— start DATASET RECORDS —

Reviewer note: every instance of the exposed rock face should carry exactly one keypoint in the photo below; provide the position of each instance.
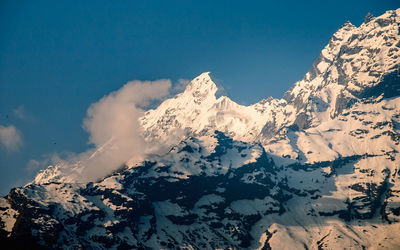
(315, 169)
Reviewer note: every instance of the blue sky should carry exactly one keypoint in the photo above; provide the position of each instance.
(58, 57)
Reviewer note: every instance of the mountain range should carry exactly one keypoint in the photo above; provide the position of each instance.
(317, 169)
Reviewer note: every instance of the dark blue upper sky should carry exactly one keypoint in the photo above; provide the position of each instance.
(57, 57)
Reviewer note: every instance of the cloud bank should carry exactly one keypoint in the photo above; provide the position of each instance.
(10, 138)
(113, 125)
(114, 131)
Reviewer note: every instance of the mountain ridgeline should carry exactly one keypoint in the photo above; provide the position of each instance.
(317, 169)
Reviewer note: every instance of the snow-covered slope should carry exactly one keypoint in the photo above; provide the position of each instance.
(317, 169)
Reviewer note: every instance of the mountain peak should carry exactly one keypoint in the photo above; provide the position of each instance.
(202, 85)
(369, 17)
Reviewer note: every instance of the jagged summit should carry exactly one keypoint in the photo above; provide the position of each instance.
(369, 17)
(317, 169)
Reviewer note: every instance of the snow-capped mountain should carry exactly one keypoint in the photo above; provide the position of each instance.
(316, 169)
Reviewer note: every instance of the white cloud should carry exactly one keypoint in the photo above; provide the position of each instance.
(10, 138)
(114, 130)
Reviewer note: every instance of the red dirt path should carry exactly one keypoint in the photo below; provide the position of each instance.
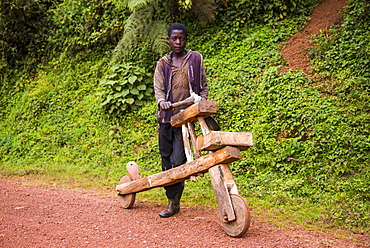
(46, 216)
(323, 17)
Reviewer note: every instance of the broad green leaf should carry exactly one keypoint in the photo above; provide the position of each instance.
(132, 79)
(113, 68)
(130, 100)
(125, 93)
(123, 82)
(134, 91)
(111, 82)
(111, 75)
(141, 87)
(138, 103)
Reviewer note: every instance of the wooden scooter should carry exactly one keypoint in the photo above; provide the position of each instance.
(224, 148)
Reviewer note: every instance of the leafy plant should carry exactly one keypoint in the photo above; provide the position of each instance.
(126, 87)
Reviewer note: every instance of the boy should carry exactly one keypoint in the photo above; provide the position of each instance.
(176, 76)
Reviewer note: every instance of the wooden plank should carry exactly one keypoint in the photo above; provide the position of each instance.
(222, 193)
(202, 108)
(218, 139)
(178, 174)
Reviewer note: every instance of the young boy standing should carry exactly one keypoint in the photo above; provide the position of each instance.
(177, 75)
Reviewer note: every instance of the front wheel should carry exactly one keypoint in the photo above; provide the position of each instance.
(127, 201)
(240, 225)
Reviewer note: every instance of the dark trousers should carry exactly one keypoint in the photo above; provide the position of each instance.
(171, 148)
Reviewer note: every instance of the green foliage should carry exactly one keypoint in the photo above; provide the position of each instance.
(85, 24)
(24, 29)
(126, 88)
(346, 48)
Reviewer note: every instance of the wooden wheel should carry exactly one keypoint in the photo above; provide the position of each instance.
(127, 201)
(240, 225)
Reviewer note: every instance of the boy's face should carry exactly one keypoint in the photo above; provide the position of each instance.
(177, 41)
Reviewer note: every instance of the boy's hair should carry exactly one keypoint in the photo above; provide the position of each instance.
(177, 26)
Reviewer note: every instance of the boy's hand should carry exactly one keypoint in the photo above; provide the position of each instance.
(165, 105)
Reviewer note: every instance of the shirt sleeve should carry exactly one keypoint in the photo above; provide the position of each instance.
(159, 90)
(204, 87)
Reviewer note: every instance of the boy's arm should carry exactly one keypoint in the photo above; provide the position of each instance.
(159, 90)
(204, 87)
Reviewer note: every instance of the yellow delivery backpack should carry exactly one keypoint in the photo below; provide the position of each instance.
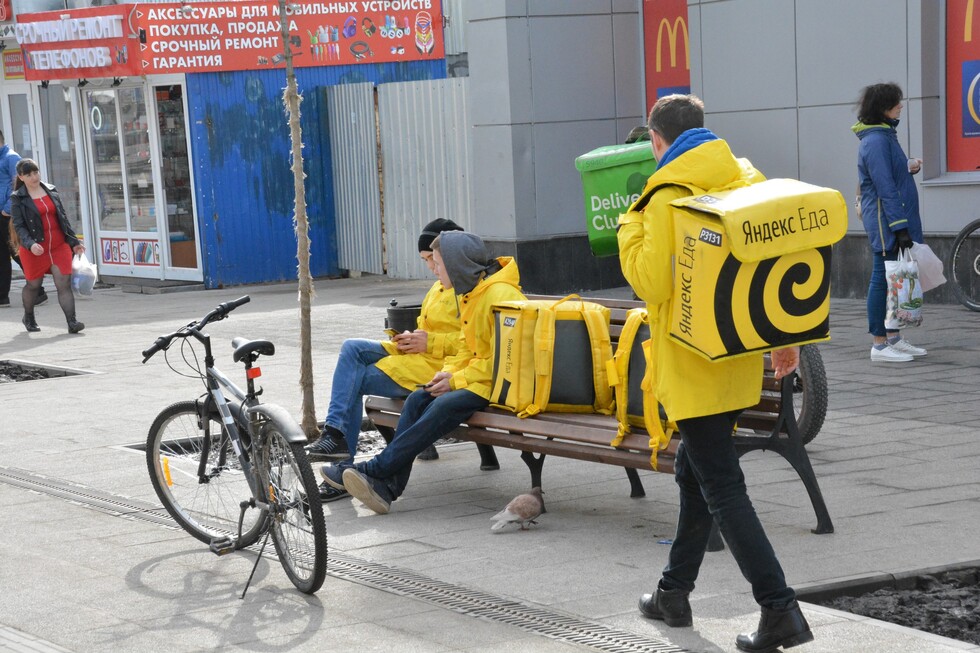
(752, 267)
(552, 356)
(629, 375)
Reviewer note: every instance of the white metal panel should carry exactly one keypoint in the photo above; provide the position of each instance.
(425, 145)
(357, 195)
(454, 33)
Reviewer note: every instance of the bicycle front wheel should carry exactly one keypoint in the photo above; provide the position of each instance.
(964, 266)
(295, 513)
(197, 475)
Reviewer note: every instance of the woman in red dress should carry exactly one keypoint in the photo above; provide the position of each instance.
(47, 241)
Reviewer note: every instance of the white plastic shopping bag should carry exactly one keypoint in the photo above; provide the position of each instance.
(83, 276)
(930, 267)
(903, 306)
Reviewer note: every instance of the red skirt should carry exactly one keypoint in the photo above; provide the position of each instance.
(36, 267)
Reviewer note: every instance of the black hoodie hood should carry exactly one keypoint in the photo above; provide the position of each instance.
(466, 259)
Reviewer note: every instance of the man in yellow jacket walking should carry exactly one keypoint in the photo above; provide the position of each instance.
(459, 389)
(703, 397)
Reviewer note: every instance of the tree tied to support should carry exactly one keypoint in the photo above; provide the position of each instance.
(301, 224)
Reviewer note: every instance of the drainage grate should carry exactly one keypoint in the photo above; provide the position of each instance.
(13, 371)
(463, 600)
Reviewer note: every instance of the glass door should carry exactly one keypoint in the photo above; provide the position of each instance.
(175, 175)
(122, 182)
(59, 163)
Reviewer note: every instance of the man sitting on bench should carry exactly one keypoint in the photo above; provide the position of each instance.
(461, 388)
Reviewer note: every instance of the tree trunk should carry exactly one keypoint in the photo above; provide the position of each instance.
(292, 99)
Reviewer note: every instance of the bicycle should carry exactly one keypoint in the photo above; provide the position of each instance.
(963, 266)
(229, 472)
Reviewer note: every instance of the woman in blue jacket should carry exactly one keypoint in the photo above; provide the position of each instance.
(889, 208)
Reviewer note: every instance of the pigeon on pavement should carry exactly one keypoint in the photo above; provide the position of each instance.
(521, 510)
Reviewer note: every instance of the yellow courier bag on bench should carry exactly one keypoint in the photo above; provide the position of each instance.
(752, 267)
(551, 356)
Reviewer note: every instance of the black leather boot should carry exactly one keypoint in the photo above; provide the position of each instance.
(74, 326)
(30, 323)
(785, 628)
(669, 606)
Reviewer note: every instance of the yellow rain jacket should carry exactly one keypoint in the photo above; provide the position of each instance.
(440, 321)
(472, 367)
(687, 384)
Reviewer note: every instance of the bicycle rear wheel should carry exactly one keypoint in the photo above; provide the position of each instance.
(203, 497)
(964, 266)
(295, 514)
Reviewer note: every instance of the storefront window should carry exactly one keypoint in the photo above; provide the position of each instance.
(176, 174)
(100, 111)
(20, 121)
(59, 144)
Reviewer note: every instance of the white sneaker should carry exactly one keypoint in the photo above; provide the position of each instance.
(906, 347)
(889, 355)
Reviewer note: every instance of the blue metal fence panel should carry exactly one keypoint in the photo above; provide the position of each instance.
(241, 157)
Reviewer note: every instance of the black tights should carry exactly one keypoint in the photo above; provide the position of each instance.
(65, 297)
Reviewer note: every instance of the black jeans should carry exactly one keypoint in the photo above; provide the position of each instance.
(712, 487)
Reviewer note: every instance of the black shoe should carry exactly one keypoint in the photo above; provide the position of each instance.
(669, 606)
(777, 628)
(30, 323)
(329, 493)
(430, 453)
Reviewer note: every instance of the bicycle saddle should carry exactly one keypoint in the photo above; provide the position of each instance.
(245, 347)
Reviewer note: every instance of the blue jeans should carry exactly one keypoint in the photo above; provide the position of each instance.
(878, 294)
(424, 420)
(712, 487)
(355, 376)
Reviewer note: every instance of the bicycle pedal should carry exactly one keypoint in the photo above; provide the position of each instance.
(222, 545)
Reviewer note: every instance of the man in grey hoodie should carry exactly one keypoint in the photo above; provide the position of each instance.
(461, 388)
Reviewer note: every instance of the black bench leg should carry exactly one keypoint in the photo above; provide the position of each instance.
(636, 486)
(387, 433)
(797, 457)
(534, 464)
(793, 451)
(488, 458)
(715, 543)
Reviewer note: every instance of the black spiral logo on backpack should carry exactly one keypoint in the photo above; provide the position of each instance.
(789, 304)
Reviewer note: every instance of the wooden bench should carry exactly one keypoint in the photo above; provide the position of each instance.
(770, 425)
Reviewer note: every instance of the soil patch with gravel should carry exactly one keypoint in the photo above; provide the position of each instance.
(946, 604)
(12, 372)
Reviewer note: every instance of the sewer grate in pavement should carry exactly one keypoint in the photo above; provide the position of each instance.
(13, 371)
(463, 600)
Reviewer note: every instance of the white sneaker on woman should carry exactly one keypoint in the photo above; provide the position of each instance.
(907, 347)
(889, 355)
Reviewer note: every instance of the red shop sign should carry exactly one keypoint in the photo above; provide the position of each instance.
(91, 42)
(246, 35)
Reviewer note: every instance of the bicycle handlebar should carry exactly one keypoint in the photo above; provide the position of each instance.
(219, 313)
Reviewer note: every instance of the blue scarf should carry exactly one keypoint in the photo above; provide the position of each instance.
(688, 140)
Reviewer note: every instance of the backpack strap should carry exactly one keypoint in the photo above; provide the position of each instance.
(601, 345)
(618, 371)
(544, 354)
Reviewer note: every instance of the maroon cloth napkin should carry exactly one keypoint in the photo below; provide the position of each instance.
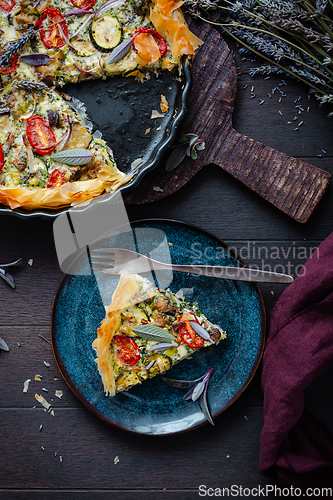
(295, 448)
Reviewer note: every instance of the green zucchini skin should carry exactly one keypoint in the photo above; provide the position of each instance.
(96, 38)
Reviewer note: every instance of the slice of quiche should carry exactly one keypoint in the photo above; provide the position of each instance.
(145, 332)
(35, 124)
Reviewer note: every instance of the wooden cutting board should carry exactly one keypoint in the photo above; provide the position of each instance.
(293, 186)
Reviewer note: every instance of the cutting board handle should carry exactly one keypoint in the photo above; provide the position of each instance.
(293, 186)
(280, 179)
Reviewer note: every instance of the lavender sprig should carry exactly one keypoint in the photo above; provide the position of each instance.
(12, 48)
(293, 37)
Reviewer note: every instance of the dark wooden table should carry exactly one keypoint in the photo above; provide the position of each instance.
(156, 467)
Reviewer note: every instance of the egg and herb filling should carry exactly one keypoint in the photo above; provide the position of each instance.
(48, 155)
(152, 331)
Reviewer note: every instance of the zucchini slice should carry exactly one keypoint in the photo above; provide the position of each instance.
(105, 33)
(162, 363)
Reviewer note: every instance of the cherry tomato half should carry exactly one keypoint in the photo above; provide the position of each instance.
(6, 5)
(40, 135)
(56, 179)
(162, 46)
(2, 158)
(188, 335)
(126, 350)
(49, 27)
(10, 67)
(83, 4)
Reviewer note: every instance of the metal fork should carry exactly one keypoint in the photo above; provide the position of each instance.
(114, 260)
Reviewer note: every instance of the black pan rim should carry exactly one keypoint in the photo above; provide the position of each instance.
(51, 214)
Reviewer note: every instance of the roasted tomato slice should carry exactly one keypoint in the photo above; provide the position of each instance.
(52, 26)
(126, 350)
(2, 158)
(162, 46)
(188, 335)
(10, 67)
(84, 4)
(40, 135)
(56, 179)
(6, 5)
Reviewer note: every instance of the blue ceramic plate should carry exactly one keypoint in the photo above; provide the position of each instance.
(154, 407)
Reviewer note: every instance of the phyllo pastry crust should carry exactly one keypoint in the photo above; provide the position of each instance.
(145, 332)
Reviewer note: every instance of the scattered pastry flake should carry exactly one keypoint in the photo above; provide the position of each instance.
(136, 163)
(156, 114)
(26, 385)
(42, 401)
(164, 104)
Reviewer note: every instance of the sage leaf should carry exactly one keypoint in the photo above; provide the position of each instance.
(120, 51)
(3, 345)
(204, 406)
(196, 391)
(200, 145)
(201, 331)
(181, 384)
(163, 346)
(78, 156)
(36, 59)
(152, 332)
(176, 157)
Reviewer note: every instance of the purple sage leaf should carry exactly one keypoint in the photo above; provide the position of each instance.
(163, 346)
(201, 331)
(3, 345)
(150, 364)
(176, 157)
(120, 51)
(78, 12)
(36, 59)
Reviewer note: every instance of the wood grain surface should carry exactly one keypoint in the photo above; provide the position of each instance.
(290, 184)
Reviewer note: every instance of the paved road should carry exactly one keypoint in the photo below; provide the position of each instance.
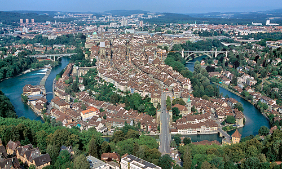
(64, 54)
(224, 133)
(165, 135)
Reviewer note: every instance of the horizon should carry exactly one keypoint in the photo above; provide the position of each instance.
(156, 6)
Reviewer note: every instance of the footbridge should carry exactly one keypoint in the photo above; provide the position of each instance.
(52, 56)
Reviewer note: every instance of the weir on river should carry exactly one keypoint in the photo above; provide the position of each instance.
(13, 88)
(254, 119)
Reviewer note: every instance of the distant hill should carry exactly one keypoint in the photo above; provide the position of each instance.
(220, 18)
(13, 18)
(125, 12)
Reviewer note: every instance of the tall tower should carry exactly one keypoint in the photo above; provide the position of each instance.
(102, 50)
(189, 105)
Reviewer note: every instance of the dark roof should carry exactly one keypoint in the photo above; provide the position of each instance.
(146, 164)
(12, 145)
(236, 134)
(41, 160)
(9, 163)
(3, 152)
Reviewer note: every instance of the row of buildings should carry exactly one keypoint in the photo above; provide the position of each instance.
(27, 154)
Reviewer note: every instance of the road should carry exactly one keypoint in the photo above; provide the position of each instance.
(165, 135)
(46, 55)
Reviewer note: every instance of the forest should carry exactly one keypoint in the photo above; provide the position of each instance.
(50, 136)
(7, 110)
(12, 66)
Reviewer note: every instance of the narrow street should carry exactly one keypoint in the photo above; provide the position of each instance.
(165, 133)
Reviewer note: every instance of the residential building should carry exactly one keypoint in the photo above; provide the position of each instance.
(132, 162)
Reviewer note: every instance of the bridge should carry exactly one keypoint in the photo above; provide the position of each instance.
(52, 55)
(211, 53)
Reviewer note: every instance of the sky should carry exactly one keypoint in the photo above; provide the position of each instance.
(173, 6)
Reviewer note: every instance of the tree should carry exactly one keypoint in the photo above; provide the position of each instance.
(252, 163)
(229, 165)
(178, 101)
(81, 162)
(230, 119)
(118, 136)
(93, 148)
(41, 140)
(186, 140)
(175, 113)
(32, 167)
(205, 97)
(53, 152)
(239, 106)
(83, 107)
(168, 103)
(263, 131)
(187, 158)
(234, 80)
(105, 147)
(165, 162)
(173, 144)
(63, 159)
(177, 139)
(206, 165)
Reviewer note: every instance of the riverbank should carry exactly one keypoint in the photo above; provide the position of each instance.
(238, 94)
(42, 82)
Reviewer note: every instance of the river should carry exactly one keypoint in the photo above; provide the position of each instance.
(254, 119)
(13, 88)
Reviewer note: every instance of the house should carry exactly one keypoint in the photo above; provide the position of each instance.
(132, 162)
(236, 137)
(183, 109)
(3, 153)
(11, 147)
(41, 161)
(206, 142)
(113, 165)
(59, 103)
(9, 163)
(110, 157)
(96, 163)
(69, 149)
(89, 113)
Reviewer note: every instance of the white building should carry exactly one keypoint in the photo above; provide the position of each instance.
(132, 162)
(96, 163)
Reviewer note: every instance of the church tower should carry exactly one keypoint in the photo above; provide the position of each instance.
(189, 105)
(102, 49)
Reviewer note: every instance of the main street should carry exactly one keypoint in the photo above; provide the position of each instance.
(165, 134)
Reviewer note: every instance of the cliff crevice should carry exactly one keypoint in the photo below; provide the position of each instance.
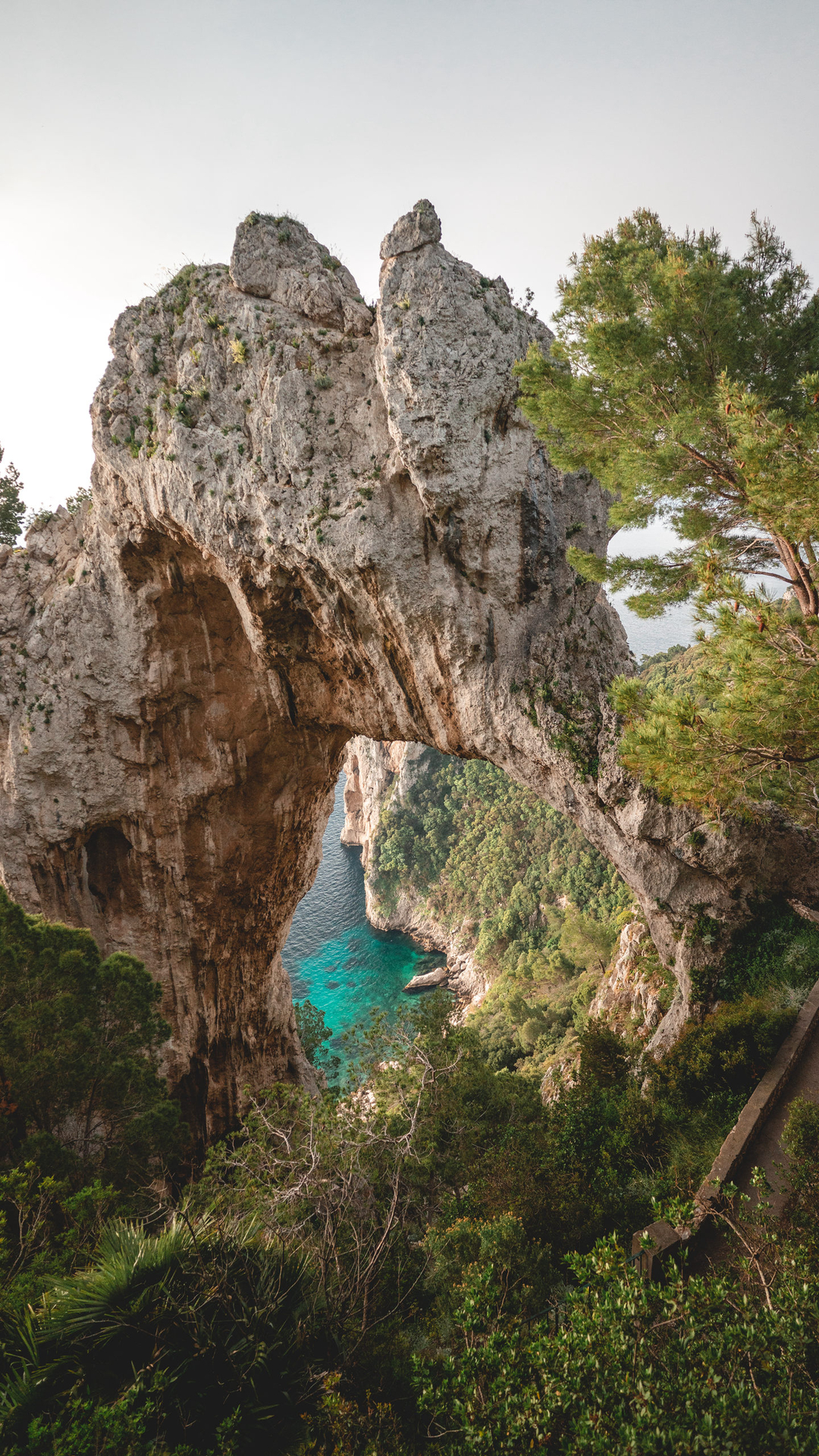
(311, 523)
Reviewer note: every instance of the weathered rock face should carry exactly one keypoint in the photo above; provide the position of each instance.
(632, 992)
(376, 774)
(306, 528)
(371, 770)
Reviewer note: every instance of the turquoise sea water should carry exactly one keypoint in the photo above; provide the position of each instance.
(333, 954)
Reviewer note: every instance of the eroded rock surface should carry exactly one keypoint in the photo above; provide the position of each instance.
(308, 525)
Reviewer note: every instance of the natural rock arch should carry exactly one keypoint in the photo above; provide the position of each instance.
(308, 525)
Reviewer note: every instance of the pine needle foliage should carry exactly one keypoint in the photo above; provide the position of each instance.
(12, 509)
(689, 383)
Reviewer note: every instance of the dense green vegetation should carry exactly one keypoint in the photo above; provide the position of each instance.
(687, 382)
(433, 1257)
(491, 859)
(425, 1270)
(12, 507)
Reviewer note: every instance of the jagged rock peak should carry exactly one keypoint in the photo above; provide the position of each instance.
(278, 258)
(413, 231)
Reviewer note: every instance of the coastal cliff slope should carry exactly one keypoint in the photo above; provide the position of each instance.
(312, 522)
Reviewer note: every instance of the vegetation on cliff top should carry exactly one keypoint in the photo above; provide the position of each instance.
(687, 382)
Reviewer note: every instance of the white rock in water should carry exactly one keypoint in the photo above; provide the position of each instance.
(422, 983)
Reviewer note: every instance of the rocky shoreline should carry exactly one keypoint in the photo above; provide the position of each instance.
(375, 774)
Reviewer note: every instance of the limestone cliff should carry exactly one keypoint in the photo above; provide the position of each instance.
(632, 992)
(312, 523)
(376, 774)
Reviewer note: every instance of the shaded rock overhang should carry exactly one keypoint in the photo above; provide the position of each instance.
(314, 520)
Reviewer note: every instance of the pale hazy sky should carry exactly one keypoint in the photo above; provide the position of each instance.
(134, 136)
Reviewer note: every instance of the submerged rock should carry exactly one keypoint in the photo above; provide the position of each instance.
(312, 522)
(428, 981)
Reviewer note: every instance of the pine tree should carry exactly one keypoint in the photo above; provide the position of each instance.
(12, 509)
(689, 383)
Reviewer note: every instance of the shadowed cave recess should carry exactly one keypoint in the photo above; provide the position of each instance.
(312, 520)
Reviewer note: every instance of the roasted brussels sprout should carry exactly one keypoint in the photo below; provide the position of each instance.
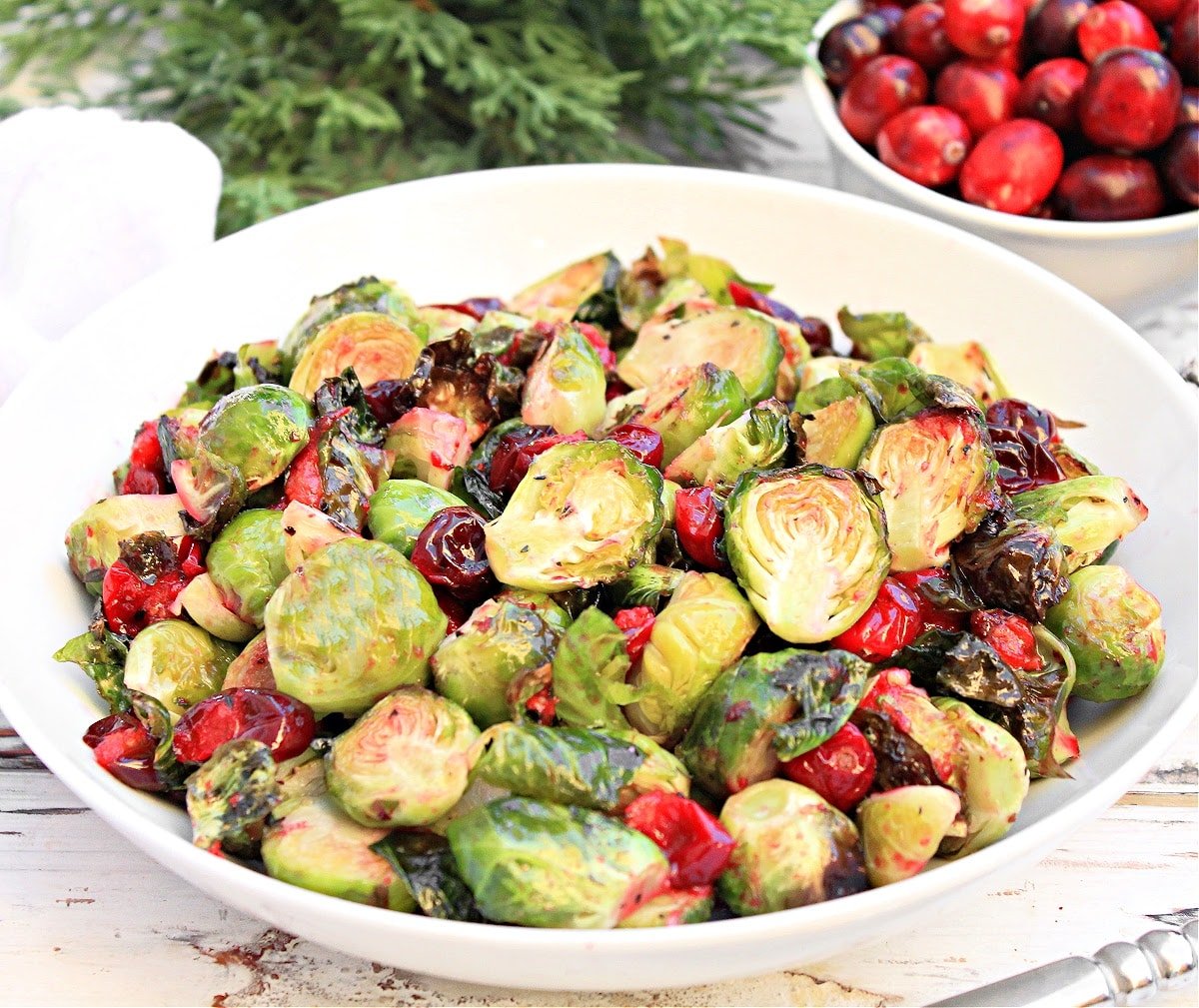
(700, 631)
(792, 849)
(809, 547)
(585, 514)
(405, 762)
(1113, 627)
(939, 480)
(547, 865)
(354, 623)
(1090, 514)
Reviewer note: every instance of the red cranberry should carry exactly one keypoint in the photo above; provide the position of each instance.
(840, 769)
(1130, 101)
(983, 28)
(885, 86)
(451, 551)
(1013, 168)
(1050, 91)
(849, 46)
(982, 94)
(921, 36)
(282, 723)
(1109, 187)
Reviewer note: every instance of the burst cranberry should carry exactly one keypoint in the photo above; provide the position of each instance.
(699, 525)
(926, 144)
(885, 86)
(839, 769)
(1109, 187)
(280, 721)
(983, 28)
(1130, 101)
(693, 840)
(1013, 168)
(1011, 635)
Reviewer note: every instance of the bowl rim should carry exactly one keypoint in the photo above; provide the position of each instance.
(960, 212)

— end DATASET RECORDS —

— REQUEST —
Beginning with the line that contains "Reviewer note: every instance of the burst", quote each line exactly through the last line of the entries above, and nothing beyond them.

— EXERCISE SOLUTION —
Reviewer note: every instance of the burst cranberry should carry exactly one keypoint in the photo above; provide the position of each instance.
(699, 525)
(926, 144)
(885, 86)
(839, 769)
(1109, 187)
(280, 721)
(983, 28)
(1130, 101)
(693, 840)
(1013, 168)
(1011, 635)
Reviewer note: every instance of the bowl rim should carry exactly one keypoint in the photo above; provide the position of each instance.
(960, 212)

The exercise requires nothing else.